==== DATA PROVIDED

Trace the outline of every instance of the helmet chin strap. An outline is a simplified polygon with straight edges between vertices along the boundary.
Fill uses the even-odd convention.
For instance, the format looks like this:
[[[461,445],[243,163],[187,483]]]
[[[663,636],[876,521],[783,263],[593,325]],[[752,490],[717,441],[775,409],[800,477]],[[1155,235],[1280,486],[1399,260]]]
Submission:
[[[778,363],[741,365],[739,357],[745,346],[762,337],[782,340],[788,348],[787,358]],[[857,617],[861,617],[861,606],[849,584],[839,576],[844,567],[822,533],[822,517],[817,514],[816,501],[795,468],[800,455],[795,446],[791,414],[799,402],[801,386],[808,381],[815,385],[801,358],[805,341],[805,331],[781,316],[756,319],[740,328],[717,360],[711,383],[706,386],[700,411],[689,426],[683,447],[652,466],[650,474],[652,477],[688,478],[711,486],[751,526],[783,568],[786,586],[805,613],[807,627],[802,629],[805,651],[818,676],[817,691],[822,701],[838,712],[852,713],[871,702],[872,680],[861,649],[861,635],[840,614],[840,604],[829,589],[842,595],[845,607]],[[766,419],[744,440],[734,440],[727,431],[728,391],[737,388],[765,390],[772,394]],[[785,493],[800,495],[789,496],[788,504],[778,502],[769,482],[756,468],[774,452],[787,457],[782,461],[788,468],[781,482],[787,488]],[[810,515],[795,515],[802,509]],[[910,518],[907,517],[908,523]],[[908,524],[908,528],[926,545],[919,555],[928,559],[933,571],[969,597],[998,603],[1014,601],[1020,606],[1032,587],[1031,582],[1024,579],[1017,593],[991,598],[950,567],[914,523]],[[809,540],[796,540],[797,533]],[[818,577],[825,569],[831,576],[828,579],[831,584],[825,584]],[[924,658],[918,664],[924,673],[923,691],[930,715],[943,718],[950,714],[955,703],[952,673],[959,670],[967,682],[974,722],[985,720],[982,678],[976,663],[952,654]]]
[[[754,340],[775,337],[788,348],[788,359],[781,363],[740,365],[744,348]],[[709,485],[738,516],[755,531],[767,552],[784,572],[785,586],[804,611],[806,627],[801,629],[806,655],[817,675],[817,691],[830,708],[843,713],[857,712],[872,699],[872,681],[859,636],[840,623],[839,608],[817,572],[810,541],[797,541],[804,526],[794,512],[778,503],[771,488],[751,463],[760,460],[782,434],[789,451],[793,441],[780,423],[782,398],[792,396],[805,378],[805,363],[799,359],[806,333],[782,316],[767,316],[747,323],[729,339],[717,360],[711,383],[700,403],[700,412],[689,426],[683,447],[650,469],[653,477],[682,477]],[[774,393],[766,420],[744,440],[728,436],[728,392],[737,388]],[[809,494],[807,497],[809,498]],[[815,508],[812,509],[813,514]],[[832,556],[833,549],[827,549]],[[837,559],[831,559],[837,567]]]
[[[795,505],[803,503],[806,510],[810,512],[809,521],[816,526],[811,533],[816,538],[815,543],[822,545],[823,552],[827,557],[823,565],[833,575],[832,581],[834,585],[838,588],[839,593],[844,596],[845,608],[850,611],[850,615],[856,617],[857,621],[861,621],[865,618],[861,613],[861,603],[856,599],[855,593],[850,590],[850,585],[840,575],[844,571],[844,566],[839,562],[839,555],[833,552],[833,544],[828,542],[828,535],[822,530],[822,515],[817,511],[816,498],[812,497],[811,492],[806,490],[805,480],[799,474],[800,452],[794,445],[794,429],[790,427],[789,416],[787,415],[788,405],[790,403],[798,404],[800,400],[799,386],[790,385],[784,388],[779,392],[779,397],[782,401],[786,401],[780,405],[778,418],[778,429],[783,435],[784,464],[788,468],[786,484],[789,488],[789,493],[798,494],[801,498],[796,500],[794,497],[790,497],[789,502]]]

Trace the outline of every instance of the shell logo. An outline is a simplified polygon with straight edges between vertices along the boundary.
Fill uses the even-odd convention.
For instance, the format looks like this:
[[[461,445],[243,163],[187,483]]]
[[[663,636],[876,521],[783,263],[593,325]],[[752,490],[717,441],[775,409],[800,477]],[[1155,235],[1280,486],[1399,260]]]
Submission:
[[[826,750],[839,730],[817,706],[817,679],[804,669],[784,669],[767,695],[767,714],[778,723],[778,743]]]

========

PROMPT
Look through the entries, and return every line that the word "along" appears in.

OUTPUT OF THE EXERCISE
Trace the outline of every instance of the helmet chin strap. An outline is a simplified polygon with straight edges between vertices along the boundary.
Trace the outline of every instance of the shell logo. An outline is a simplified polygon with straight edges between vertices along the boundary.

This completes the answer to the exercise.